TASK DESCRIPTION: Using the entries below, transcribe exactly the line containing "black folder in the photo above." and each line that follows it to the end.

SUPPLIED MATERIAL:
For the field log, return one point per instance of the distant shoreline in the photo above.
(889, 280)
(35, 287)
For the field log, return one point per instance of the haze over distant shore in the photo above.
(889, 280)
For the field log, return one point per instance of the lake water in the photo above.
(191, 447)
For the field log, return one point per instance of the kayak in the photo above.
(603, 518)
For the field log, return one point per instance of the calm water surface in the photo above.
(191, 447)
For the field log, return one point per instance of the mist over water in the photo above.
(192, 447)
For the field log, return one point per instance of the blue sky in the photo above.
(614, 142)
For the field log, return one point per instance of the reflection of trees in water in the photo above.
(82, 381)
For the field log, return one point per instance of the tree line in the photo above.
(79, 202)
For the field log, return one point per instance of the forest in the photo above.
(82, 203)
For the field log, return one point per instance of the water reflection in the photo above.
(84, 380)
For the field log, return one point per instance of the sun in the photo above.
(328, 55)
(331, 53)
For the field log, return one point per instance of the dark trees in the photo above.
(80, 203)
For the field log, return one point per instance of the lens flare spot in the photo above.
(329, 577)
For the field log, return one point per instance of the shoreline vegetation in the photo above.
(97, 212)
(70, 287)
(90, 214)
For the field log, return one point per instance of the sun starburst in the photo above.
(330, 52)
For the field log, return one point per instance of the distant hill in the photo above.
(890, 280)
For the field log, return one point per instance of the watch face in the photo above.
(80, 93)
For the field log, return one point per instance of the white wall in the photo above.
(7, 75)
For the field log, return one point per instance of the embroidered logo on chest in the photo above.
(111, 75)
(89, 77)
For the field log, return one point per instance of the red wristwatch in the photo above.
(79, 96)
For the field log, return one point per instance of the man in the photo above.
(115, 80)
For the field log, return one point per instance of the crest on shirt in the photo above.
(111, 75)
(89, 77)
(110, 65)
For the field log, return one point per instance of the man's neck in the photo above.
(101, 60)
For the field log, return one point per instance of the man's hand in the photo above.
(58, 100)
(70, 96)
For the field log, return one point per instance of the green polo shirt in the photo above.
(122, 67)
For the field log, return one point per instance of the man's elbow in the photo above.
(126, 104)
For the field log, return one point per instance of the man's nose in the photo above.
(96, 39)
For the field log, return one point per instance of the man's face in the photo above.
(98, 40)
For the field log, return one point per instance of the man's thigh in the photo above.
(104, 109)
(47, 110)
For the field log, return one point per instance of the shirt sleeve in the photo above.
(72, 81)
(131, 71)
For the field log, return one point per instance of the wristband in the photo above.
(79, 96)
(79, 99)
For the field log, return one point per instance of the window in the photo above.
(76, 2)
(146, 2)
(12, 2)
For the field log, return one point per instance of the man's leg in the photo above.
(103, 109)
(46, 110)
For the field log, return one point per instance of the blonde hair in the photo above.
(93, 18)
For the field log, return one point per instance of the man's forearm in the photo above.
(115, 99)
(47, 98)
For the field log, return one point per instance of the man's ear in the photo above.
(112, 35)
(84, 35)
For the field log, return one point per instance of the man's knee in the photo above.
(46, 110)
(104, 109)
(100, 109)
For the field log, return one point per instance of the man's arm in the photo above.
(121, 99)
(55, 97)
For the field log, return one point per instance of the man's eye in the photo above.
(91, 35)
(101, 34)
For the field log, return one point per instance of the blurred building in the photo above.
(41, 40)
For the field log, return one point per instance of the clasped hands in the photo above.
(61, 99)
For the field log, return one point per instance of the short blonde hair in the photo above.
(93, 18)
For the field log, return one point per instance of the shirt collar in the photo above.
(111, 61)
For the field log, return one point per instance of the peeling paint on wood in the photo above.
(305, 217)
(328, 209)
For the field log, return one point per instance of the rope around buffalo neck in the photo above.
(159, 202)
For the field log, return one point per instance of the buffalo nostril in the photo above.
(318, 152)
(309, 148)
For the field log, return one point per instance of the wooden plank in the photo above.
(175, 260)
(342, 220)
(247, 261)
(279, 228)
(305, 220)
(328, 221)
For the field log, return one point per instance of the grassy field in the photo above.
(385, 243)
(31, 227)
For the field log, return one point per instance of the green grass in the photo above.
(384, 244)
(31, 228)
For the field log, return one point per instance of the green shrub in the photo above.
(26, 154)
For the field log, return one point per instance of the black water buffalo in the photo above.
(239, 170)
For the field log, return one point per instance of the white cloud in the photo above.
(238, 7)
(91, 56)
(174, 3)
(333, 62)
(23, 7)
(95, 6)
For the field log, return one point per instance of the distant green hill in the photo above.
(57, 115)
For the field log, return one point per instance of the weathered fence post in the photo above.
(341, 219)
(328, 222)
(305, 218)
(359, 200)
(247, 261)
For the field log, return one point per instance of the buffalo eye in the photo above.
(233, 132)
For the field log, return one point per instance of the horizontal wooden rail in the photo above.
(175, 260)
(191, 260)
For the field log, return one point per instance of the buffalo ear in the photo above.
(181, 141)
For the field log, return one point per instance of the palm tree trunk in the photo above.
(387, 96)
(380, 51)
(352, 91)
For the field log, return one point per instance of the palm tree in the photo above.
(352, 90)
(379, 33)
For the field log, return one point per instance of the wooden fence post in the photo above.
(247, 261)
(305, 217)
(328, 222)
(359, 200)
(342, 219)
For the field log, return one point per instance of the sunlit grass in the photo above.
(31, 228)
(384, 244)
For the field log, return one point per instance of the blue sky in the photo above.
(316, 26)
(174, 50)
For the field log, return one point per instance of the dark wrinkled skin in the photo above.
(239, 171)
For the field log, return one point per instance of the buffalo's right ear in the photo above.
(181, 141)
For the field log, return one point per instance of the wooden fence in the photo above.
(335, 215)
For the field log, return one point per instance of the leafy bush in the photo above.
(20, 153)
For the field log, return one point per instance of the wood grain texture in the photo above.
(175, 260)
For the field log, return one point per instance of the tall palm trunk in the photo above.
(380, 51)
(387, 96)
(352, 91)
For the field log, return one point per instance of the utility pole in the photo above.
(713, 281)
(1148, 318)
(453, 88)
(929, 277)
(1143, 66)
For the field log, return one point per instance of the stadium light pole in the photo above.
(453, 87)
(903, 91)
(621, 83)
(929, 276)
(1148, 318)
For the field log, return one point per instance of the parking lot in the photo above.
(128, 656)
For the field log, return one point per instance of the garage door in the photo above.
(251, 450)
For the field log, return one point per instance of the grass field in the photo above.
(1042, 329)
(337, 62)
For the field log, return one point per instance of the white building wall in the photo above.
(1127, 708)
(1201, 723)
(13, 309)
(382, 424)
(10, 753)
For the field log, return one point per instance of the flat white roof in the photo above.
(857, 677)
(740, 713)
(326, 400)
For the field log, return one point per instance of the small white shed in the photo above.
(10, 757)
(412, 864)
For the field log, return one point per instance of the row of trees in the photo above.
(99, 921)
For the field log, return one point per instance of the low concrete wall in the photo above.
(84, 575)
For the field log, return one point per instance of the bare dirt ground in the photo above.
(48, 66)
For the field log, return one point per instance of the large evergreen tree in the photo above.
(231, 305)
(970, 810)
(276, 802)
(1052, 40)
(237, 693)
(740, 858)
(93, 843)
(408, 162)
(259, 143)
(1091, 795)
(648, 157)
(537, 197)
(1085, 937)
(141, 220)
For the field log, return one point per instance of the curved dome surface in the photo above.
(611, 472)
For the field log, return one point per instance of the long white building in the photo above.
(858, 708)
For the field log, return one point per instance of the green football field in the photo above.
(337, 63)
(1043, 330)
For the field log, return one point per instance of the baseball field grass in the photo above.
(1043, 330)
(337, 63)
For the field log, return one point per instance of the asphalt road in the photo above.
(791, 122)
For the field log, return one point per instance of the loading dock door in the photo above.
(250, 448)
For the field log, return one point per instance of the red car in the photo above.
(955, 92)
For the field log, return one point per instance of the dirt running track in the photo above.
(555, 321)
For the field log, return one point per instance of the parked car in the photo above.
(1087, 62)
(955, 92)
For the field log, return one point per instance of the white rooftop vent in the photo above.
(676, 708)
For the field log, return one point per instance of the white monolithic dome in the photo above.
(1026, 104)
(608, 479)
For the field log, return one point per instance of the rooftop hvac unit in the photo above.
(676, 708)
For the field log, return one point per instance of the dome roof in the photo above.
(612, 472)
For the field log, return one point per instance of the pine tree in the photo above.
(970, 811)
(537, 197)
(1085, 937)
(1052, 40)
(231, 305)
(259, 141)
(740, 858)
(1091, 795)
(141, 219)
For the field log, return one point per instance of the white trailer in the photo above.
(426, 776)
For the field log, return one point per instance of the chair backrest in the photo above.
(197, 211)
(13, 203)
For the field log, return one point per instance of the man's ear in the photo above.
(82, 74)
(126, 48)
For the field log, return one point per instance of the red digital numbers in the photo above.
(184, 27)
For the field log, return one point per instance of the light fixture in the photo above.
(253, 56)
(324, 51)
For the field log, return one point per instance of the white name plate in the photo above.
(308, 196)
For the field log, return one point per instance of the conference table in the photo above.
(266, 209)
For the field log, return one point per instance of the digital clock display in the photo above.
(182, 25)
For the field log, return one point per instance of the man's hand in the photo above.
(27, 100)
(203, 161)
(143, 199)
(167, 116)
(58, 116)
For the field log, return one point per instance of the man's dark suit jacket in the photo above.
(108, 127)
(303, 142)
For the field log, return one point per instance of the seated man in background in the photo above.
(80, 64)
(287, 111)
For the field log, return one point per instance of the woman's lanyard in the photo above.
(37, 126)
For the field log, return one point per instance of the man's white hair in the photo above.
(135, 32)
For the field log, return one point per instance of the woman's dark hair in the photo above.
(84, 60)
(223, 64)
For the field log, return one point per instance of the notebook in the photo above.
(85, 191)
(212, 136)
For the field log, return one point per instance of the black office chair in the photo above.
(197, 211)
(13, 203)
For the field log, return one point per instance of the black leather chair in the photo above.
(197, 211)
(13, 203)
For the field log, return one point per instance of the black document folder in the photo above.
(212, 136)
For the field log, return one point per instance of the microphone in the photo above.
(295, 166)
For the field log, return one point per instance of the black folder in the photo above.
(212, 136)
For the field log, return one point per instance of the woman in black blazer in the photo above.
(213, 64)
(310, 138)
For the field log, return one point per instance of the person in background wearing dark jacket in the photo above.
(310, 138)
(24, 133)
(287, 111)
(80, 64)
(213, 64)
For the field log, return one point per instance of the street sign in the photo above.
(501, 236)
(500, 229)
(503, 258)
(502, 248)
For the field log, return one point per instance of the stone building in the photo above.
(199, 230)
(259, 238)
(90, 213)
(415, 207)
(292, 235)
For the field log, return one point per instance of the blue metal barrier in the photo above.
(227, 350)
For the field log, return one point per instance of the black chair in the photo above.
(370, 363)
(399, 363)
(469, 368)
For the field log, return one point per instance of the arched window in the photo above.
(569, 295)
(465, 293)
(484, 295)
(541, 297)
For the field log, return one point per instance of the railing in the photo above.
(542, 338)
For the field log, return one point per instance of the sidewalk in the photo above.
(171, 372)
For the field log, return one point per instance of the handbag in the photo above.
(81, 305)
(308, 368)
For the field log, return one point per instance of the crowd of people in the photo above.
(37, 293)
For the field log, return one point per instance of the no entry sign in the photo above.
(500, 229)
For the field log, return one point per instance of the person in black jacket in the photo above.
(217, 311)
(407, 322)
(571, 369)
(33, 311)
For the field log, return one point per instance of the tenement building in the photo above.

SOLUTION TO THIS EXERCISE:
For the field log, return one point per instance of the black folder in the photo above.
(212, 136)
For the field log, return one point per instance of the woman in black blazer in the photo above.
(213, 64)
(310, 138)
For the field log, return one point per instance of the person in background wearing dark jacket in the photo above.
(310, 138)
(24, 133)
(287, 111)
(80, 64)
(213, 64)
For the field log, return one point per instance of the street sign in the photo above.
(501, 236)
(500, 229)
(503, 258)
(502, 248)
For the field log, return one point per instance of the stone building in the photo above.
(199, 230)
(259, 238)
(90, 213)
(415, 207)
(292, 235)
For the field log, return one point per instance of the blue metal barrier in the photo above.
(227, 350)
For the field log, return one point per instance of the black chair in the photo above.
(370, 363)
(399, 363)
(469, 368)
For the field log, return one point per instance of the arched window in the photo above.
(569, 295)
(465, 293)
(484, 295)
(541, 297)
For the field log, return one point per instance of the railing in the photo above.
(542, 338)
For the field log, return one point per instance of the sidewalk in the photo above.
(171, 372)
For the field log, return one point per instance of the handbag in the photo above.
(81, 305)
(308, 368)
For the field log, return one point per instance of the crowd of people in the photo above.
(37, 293)
For the field log, return one point per instance of the no entry sign in the photo above.
(500, 229)
For the field log, return one point per instance of the person in black jacket in the photo above.
(217, 311)
(407, 322)
(571, 369)
(33, 311)
For the field log, return one point per instance of the tenement building in the photo above.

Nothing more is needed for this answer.